=== Section Start ===

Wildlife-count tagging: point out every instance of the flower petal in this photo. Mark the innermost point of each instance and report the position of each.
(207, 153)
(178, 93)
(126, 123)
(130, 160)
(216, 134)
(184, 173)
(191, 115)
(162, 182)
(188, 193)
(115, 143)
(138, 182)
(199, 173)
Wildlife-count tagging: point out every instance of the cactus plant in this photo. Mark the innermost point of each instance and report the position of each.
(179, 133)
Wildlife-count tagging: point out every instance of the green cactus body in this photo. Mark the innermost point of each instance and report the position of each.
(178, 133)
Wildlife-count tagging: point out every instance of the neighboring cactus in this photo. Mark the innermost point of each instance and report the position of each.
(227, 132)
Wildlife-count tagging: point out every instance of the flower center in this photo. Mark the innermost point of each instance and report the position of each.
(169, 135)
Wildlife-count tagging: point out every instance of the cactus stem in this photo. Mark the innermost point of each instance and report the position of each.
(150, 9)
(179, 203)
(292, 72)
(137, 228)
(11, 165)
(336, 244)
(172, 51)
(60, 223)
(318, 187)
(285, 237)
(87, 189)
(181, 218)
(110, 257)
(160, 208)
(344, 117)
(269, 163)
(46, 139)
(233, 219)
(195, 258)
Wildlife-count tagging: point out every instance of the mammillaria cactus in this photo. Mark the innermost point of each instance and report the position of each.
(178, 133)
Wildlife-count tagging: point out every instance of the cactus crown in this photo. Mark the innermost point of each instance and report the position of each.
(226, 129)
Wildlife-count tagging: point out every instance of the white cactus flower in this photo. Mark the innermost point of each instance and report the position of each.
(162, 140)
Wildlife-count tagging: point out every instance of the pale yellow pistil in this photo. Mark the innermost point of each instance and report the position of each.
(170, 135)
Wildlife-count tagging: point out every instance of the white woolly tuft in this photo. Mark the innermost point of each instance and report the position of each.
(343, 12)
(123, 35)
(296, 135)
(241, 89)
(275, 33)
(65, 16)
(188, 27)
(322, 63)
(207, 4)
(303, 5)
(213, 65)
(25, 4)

=== Section End ===

Please type the entries above out again exactly.

Wildlife-count tagging: point out every instance of the flower petal in this photo. Mark the innermost point of each instance and report the position of each.
(207, 153)
(178, 93)
(126, 123)
(130, 160)
(216, 134)
(184, 173)
(191, 115)
(162, 182)
(188, 193)
(115, 143)
(138, 182)
(199, 173)
Wildlife-count tagging: point out every instance of the cactus plant in this photo. Mark the innermost point of each instance and report the position of each.
(179, 133)
Wildlife-count tagging: point out every instance of the green cactus body in this photo. Mark the innermost point of each instance and report the position of each.
(178, 133)
Wildlife-count tagging: point out every instance of the neighboring cactus in this photo. Mark the innermost point of each instance and report the position of each.
(227, 132)
Wildlife-count tagging: point out every instance of the flower center in this photo. Mark the innermost point of each instance and report the position of each.
(169, 135)
Wildlife-count tagging: point out every instance of the cactus stem in this photo. Mark the innermost point of each instance and report the position of each.
(150, 9)
(179, 203)
(292, 72)
(137, 228)
(11, 165)
(336, 244)
(172, 51)
(60, 223)
(318, 187)
(285, 237)
(87, 189)
(181, 218)
(110, 257)
(160, 208)
(344, 117)
(269, 163)
(46, 139)
(233, 219)
(195, 258)
Wildlife-count tagging: point out every instance of the mammillaria cactus in this photo. Mark the innermost point of each instance and report the position of each.
(178, 133)
Wildlife-count tagging: point out every instance of the cactus crown in this photo. Mark the innermost point of each instance and report the position of each.
(226, 129)
Wildlife-count tagging: point out every instance of the white cactus flower in this photo. Mark the innermost point of each instance and report the position of each.
(162, 140)
Wildlife-count tagging: point out every instance of the pale yellow pistil in this photo. Mark the innermost point of each instance and report the position of each.
(170, 135)
Wildlife-count tagging: point out every instance of the white woolly tuft in this photo. Mark the innermost point of each instance and report the position of each.
(343, 12)
(123, 35)
(296, 135)
(241, 89)
(275, 33)
(65, 16)
(188, 27)
(322, 63)
(207, 4)
(303, 5)
(213, 65)
(25, 4)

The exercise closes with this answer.